#### What to produce
Write out, unchanged, the lines from the one holding "of the parliament" to the close of the listing. Both the first and last lines belong in it.

#### Given records
^^^^^^^^^^^^^^^^

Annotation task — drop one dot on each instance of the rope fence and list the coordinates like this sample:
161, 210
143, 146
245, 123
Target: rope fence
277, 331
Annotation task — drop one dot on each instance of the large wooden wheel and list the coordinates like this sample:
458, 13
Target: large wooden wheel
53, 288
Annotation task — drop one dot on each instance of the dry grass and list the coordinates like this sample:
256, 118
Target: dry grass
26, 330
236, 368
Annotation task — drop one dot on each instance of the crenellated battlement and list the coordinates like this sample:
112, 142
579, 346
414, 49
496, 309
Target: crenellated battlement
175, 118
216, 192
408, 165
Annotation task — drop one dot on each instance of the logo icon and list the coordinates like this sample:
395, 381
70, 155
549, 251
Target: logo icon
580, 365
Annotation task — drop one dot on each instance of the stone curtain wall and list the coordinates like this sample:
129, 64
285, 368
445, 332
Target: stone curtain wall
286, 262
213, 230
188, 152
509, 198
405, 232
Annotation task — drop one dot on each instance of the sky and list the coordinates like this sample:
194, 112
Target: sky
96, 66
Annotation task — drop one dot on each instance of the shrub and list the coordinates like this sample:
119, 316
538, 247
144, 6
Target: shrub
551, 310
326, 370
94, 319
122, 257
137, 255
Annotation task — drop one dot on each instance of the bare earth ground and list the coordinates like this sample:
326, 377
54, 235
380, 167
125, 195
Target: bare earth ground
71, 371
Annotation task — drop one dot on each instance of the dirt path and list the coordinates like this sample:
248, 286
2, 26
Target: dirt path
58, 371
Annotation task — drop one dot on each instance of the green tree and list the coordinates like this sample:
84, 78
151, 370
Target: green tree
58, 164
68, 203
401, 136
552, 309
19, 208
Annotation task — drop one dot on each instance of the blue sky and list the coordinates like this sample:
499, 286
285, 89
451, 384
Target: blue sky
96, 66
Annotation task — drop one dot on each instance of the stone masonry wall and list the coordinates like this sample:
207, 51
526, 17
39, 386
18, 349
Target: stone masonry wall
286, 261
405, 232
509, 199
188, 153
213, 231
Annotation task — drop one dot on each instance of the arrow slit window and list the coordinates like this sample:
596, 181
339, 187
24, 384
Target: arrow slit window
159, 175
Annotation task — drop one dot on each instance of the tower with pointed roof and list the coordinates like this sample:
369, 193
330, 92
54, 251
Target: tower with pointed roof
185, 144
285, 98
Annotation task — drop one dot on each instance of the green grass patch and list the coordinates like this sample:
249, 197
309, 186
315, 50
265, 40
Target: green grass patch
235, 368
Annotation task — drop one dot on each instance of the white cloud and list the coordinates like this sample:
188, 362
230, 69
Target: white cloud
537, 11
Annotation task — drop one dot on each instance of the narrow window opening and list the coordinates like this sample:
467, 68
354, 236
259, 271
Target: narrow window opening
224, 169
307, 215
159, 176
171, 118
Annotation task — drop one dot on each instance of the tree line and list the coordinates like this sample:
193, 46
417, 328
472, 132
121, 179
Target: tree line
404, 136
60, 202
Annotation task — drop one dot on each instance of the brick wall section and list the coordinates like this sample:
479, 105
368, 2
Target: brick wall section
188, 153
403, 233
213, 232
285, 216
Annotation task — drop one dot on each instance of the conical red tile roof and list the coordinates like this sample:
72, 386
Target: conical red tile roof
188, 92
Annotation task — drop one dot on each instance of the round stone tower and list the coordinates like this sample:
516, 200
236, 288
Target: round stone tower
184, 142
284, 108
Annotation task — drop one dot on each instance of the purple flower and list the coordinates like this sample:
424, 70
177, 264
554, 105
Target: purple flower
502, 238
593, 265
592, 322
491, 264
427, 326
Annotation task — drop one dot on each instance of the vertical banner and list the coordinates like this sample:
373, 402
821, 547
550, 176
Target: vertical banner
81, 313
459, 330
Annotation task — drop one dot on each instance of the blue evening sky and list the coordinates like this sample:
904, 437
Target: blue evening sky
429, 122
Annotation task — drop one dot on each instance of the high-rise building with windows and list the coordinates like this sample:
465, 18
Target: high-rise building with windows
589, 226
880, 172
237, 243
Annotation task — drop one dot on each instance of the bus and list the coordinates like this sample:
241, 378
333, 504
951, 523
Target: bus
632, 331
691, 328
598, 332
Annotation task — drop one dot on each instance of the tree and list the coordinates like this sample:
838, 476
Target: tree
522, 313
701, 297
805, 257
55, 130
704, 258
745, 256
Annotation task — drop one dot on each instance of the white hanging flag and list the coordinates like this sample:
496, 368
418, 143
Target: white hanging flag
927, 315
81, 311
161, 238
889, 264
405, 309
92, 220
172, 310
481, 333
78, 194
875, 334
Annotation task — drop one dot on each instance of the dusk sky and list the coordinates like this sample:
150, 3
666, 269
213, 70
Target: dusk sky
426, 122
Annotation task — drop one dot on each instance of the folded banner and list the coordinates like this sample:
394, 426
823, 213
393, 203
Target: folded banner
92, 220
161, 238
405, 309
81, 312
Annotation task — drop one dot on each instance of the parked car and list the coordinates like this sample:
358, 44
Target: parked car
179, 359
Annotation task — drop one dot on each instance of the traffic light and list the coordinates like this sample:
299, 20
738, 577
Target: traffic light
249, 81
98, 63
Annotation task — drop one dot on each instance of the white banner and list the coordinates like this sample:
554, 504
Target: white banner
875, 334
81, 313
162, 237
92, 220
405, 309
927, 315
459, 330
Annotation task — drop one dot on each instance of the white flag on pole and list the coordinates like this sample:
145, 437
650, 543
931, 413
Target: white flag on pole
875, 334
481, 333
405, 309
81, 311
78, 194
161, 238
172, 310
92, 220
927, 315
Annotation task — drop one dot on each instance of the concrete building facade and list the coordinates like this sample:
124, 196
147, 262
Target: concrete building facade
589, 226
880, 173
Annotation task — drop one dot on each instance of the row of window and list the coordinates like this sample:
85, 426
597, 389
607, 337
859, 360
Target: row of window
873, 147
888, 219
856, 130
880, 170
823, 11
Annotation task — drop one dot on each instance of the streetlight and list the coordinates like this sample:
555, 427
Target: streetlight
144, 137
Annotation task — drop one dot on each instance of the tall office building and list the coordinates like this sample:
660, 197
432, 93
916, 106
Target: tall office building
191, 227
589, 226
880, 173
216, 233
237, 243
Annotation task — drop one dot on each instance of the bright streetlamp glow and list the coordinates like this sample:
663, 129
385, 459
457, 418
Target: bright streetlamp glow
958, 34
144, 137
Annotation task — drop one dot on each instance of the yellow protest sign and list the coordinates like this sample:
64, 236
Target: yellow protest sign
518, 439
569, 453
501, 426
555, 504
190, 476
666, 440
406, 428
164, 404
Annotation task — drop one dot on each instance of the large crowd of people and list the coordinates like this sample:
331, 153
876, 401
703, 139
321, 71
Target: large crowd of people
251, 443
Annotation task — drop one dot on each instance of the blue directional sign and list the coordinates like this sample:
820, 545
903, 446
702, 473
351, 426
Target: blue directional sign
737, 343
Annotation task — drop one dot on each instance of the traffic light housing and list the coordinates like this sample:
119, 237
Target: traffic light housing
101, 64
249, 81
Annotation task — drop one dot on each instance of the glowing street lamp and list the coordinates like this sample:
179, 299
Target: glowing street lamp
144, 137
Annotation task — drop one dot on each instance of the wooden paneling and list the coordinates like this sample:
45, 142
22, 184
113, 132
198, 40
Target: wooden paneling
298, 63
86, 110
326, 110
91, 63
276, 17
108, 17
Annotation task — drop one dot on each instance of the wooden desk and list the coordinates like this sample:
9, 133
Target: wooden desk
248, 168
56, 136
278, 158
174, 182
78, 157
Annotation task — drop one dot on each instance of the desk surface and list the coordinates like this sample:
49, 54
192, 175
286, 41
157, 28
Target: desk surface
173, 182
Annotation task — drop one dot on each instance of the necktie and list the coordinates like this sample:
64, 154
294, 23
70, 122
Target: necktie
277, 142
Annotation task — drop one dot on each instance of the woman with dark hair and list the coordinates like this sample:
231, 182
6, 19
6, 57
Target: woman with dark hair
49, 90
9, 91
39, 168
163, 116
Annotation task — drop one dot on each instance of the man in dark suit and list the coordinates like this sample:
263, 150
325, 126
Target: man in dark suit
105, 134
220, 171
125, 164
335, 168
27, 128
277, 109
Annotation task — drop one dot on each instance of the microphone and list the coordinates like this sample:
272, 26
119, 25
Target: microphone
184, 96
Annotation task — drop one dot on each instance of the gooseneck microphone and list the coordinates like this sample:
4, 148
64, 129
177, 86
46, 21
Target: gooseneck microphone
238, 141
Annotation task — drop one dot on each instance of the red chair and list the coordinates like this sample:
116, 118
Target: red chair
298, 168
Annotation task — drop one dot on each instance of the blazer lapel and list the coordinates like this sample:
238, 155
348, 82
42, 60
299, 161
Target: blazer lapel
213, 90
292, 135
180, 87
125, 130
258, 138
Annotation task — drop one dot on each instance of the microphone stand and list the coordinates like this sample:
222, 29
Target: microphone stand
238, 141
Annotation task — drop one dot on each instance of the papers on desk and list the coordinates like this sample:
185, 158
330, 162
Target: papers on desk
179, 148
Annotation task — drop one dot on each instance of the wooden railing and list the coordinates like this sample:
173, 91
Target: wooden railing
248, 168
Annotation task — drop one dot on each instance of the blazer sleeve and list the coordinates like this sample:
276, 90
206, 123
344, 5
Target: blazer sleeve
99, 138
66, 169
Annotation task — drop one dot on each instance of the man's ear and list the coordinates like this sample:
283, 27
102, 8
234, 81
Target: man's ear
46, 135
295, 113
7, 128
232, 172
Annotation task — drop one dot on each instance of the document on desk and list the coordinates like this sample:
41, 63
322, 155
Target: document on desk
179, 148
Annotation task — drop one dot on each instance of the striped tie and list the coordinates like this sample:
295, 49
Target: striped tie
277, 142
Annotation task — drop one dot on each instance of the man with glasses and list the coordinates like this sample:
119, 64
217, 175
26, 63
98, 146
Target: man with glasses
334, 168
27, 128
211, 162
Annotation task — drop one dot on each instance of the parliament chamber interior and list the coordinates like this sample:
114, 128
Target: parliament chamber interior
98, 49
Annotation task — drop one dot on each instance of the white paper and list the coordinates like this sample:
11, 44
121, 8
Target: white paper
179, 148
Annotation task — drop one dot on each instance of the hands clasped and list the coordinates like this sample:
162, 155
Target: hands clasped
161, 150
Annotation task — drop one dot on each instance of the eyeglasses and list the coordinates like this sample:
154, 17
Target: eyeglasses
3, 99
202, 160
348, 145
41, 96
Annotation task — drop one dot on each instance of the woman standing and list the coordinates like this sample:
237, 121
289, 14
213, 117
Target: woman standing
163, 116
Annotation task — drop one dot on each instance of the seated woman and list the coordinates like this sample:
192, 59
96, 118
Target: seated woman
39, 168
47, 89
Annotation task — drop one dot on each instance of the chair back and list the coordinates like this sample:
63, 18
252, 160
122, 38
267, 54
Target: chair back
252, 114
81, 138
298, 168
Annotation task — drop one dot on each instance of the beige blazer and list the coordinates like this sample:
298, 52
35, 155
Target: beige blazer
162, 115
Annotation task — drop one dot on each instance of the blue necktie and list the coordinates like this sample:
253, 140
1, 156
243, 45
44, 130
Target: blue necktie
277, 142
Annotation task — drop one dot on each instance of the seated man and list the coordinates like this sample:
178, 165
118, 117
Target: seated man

^^^^^^^^^^^^^^^^

#### Answer to this exercise
Annotation task — drop one dot on each instance of the parliament chamber interior and list the coordinates like this sample:
114, 128
Target: parliament chamber interior
98, 49
Annotation task — drop one dot on each instance of the white paper and list the coordinates like this sample:
11, 44
121, 8
Target: white paper
179, 148
Annotation task — drop one dot on each instance of the hands clasped and list the coordinates like this sample:
162, 155
Target: hands clasped
161, 150
Annotation task — drop one dot on each instance of the eyeglasses and list the coordinates like this sample:
154, 17
Target: eyeglasses
3, 99
202, 160
348, 145
41, 96
Annotation task — drop one dot on each instance of the woman standing and list the coordinates like this sample:
237, 121
289, 14
213, 117
Target: woman standing
163, 116
Annotation task — drop one dot on each instance of the seated woman and list the coordinates like this sample:
192, 59
96, 118
Target: seated woman
39, 168
47, 89
Annotation task — drop one dot on each instance of the chair back and list the coordinates like this sample:
63, 18
252, 160
122, 38
267, 54
Target: chair back
252, 114
81, 138
298, 168
Annotation task — drop one dot on each instance of the beige blazer and list the coordinates like this sample:
298, 52
35, 155
Target: beige blazer
162, 115
Annotation task — drop one dot on each instance of the blue necktie and list the coordinates like this sample:
253, 140
1, 156
243, 45
44, 130
Target: blue necktie
277, 142
Annotation task — drop one dot on each instance of the seated man and list the coordinates like this sample:
178, 165
118, 117
Target: seated man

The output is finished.